Consigne 1:
Modifiez les enregistrements depuis la ligne qui contient "mark: the white railing" jusqu'à la fin des enregistrements : remplacez "spot" par "point" et laissez tout le reste tel quel.

Extrait source:
◇ ◇ ◇ ◇ ◇ ◇ ◇
TRAVAUX AGRICOLES DE CHAQUE MOIS.


[294] MOIS DE MARS.

Dès que le doux zéphir amollit les campagnes,
Que j'entende le bœuf gémir sous l'aiguillon,
Qu'un soc, long-tems rouillé, brille dans le sillon.
Georg. Del. l. 1.[1]

Les travaux des champs pressent, peu de terres sont labourées, et le cultivateur voit avec inquiétude approcher le moment des semences. Qu'il ne se décourage pas cependant, la nature elle-même ranime son activité et lui prête un secours puissant ; l'astre du jour attèle son char deux heures plutôt qu'en hiver ; sa chaleur ressuie la terre, la rend propre et facile à cultiver. Faites donc partir vos chevaux avant le lever du soleil ; que la lanterne, allumée dès cinq heures, mette les valets en état de travailler à six, au plus tard. Avec cette activité, les trois premières semaines de Mars suffiront pour finir les labours et les travaux préparatoires.

Vesces.

On sèmera alors les vesces, que la prudence a engagé de ne pas semer toutes en Novembre ; on suivra la méthode déjà indiquée en ce mois ; [295] seulement on mettra un peu moins de semence, parce qu'elle ne se perd plus par l'humidité ou les gelées ; et c'est encore là un avantage de ne les semer qu'en Mars.

Il ne faut cependant pas désespérer entièrement des vesces, lorsqu'au commencement de Mars on les voit faibles et sans vigueur, que la racine paraît ne plus tenir à la terre, que la feuille est toute flétrie, et qu'on apperçoit même beaucoup de places vides : comme le grain se conserve très-long-tems en terre sans s'altérer, son sort ne se décide quelquefois qu'en Juin, où de grands orages forcent, pour ainsi dire, son entier développement. Le cultivateur se trouve alors agréablement surpris de voir une terre dont il n'espérait presque rien, se couvrir, en huit jours, d'une vesce abondante et touffue ; mais on ne doit pas toujours attendre un événement, fort rare heureusement, puisqu'il est presque toujours funeste aux autres grains. Un tel fléau ne peut entrer dans les calculs du cultivateur ; aussi il ne donne pour tout délai, à ses vesces, que la première quinzaine de Mai ; alors, si elles continuent à être languissantes et à rester clair-semées, il ne leur fait pas de grâce, et donne à la terre un bon labour pour y semer de l'orge. Il est encore une autre raison majeure qui doit décider à labourer les vesces mal venantes, c'est que celles qui ne [296] sont pas touffues, font place à une grande quantité d'herbes qui infestent la terre, et qu'on ne peut souvent pas détruire.
◇ ◇ ◇ ◇ ◇ ◇ ◇
(Extraits de jeux de données de pointage)
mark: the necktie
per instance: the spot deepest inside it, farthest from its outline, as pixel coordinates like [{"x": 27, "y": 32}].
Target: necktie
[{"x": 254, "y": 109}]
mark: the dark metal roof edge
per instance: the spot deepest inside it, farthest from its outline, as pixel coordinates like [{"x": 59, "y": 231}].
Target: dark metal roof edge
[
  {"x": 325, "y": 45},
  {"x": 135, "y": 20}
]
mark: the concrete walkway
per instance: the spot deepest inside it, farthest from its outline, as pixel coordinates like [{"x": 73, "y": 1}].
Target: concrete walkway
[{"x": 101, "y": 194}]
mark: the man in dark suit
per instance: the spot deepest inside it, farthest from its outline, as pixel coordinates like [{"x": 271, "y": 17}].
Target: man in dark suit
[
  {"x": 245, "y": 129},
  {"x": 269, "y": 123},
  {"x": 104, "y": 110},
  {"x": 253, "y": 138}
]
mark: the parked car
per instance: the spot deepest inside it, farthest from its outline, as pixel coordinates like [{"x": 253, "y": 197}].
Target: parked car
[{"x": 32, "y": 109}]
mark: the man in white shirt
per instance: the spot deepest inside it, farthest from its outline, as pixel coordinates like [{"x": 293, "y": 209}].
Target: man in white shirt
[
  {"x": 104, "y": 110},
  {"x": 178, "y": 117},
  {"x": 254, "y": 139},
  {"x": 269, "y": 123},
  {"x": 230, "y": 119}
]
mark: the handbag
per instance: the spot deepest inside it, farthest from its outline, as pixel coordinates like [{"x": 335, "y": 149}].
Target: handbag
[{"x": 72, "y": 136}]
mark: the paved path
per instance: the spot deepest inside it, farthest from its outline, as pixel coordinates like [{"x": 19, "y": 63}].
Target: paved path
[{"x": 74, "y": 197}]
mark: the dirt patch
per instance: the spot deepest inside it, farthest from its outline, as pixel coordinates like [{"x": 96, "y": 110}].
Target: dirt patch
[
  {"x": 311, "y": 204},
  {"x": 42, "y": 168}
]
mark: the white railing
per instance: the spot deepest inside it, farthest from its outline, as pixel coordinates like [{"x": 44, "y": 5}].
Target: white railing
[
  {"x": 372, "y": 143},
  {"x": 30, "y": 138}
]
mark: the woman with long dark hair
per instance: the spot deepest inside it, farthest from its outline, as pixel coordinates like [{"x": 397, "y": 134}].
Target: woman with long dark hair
◇ ◇ ◇ ◇ ◇ ◇ ◇
Consigne 2:
Reproduisez mot pour mot le passage du texte sur les travaux agricoles de mars, de "Les travaux des" à "les travaux préparatoires.".

Résultat 1:
mark: the white railing
per instance: the point deepest inside it, farthest from its outline, as pixel coordinates like [{"x": 44, "y": 5}].
Target: white railing
[
  {"x": 372, "y": 143},
  {"x": 30, "y": 138}
]
mark: the woman with long dark hair
per instance: the point deepest inside it, farthest from its outline, as pixel coordinates like [{"x": 397, "y": 134}].
Target: woman with long dark hair

Résultat 2:
Les travaux des champs pressent, peu de terres sont labourées, et le cultivateur voit avec inquiétude approcher le moment des semences. Qu'il ne se décourage pas cependant, la nature elle-même ranime son activité et lui prête un secours puissant ; l'astre du jour attèle son char deux heures plutôt qu'en hiver ; sa chaleur ressuie la terre, la rend propre et facile à cultiver. Faites donc partir vos chevaux avant le lever du soleil ; que la lanterne, allumée dès cinq heures, mette les valets en état de travailler à six, au plus tard. Avec cette activité, les trois premières semaines de Mars suffiront pour finir les labours et les travaux préparatoires.